Andrew Kelley from Solid Quality Learning did this one, which was good.
I was worried it would be about maintenance plans, but it wasn't.
Instead it was on good real life maintenance for your server and how to
handle it. He did start out talking at the Maintenance Plans abstract
you away from what's happening and can be limiting, so be sure you do
understand what's going on, don't just blindly assume the plan wizard
knows best.
Hardware
Since the maintenance can stress SQL, it's a good idea to look at
hardware. First, memory. It's better to have too much than too little.
Most SQL Servers are supposed to be memory bound, and memory is an easy
and cheap way to boost performance.
For CPUs, more is better and multi-cores are definitely recommended. As
your data size grows and load grows, even in maintenance, having more
CPUs or cores helps. One caveat, it's recommended to turn off
hyperthreading unless you really test. Since it's one core/CPU, you
could end up with threads performing different activities, and slow
things down. I still haven't see great metrics on this, but the
consensus seems to be leave this off. So if you have an older CPU, be
sure that's the case.
MAXDOP - You can set this at the server or statement level. Which can
be handy if you are working on a system that is being used. You can
reduce the use of CPUs by your maintenance statement by setting this to
something other than 0 (use app procs).

RECORDS:
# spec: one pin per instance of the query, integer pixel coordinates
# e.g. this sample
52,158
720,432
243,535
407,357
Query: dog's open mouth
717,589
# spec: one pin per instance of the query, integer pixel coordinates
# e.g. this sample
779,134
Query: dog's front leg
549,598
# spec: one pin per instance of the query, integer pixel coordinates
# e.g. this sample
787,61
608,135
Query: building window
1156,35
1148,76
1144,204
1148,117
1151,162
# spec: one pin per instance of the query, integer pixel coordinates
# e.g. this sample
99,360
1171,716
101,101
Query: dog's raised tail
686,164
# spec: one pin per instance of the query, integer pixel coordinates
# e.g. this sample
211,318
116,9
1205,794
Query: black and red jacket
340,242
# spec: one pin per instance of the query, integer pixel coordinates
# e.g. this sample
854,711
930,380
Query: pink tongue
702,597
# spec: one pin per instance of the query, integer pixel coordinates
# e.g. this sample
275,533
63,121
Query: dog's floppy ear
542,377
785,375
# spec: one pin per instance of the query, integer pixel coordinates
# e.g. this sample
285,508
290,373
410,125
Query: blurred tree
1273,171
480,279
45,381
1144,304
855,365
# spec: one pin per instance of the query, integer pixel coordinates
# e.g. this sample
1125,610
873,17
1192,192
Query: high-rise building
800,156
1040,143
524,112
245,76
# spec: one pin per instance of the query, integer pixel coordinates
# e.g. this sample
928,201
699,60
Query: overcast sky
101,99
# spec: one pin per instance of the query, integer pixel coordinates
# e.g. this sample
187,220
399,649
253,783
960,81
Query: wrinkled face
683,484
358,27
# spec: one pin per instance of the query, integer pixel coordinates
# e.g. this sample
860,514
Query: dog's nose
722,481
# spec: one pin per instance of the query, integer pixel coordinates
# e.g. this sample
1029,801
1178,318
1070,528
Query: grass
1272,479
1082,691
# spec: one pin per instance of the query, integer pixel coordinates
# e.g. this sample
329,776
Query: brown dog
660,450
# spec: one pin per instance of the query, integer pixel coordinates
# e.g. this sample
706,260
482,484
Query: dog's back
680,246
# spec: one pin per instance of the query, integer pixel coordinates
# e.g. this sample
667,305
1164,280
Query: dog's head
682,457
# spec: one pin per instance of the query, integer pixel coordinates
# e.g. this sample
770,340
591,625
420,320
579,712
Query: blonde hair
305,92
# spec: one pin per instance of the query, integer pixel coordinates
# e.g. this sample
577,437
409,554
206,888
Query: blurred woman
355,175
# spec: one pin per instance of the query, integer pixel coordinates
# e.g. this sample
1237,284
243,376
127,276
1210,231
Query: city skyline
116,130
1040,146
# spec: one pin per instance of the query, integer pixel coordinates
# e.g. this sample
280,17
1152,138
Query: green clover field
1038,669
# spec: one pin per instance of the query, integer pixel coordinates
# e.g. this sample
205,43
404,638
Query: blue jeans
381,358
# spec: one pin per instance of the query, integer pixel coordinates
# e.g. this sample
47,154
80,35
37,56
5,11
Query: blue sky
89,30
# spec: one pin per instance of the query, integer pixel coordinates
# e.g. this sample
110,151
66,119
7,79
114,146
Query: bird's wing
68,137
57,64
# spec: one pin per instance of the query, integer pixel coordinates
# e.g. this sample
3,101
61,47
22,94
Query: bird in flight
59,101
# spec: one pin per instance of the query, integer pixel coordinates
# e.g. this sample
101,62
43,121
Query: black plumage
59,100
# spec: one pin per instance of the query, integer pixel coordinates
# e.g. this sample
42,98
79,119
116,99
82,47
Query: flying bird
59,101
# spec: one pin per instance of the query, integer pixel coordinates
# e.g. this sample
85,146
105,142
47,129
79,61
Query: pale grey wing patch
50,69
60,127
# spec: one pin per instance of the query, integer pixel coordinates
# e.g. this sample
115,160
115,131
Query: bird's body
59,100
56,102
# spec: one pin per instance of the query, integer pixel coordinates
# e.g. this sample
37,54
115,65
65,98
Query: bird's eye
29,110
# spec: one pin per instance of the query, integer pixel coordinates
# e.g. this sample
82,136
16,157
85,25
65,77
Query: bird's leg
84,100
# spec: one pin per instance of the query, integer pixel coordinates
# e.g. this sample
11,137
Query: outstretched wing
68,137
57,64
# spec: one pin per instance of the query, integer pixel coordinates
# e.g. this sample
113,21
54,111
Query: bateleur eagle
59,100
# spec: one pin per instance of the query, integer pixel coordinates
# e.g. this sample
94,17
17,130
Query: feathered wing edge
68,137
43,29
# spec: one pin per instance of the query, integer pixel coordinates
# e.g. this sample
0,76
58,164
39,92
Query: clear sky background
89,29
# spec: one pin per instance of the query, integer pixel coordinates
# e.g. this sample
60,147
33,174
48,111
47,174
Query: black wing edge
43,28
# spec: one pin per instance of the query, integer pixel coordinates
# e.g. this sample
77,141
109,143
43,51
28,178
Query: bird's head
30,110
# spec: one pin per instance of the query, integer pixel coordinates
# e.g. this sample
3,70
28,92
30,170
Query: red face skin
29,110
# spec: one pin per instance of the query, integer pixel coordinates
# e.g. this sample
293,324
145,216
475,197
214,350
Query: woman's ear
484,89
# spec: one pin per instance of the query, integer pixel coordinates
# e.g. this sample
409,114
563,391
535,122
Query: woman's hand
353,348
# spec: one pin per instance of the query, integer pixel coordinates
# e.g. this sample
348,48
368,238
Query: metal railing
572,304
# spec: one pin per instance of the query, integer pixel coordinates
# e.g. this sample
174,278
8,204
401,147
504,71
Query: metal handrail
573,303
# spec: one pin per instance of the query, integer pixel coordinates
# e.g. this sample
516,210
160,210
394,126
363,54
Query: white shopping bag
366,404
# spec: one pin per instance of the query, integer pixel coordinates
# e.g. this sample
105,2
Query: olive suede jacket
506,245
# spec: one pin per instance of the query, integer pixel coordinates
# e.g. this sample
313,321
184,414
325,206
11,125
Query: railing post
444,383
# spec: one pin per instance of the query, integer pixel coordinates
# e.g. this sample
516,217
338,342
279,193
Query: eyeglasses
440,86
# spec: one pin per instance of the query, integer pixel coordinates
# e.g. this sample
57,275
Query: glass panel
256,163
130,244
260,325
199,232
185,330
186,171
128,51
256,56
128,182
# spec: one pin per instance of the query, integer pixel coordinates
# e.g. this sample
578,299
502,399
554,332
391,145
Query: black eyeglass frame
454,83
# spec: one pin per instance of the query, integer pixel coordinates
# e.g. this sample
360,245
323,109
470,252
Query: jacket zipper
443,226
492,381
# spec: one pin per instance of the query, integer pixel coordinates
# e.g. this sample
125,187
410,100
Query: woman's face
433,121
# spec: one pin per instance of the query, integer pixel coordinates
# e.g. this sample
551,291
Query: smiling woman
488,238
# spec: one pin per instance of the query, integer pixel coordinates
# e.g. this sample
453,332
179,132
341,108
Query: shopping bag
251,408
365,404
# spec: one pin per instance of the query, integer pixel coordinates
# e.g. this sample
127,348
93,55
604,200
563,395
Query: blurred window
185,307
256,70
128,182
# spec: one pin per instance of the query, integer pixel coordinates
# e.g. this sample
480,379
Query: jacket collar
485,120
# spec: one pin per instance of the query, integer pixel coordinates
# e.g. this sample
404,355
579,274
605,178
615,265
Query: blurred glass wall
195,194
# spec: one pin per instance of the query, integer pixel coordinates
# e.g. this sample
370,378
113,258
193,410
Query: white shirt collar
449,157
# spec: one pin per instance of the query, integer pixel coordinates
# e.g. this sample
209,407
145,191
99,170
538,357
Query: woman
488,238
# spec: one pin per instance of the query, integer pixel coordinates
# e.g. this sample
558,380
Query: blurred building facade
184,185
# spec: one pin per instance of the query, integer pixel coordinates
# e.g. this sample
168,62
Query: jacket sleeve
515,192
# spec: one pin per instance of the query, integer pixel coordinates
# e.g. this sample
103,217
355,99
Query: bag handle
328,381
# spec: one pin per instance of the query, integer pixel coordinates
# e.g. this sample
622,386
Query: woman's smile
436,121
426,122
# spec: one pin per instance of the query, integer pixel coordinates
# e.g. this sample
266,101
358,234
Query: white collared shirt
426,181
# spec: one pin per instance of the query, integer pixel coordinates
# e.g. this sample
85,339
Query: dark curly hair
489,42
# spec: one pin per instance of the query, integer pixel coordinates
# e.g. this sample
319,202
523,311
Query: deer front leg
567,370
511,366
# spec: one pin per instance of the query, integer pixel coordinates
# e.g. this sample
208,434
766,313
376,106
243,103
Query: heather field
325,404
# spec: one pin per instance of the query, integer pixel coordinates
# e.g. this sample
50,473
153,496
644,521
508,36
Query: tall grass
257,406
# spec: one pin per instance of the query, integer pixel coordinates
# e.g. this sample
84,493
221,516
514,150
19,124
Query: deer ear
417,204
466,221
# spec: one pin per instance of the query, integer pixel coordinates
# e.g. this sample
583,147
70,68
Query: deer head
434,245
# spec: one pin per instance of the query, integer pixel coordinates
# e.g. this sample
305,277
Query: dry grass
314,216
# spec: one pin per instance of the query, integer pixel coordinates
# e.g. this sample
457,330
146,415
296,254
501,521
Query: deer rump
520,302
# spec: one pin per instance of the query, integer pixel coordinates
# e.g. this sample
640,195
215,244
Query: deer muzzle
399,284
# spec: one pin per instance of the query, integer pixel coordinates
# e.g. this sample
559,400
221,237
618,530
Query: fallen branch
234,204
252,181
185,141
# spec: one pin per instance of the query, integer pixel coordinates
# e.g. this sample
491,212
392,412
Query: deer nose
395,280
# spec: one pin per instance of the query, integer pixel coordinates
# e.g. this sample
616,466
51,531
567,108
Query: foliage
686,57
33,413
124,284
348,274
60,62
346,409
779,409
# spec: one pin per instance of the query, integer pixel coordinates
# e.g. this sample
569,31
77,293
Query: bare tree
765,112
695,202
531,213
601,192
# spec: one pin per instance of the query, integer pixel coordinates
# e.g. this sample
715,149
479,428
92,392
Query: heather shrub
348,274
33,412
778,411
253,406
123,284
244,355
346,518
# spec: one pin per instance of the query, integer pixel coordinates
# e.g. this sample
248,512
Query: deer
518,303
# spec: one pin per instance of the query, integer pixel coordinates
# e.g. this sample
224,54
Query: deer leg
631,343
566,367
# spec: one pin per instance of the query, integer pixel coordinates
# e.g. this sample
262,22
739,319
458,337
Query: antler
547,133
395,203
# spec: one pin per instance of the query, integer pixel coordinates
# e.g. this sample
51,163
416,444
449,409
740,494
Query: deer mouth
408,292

WORK TO DO:
- A) In the post on SQL Server maintenance, translate this sentence into Spanish: "It's better to have too much than too little."
- B) According to the post on SQL Server maintenance, what should be done with hyperthreading unless it has been really tested?

ANSWERS:
- A) Es mejor tener de más que de menos.

- B) It should be turned off.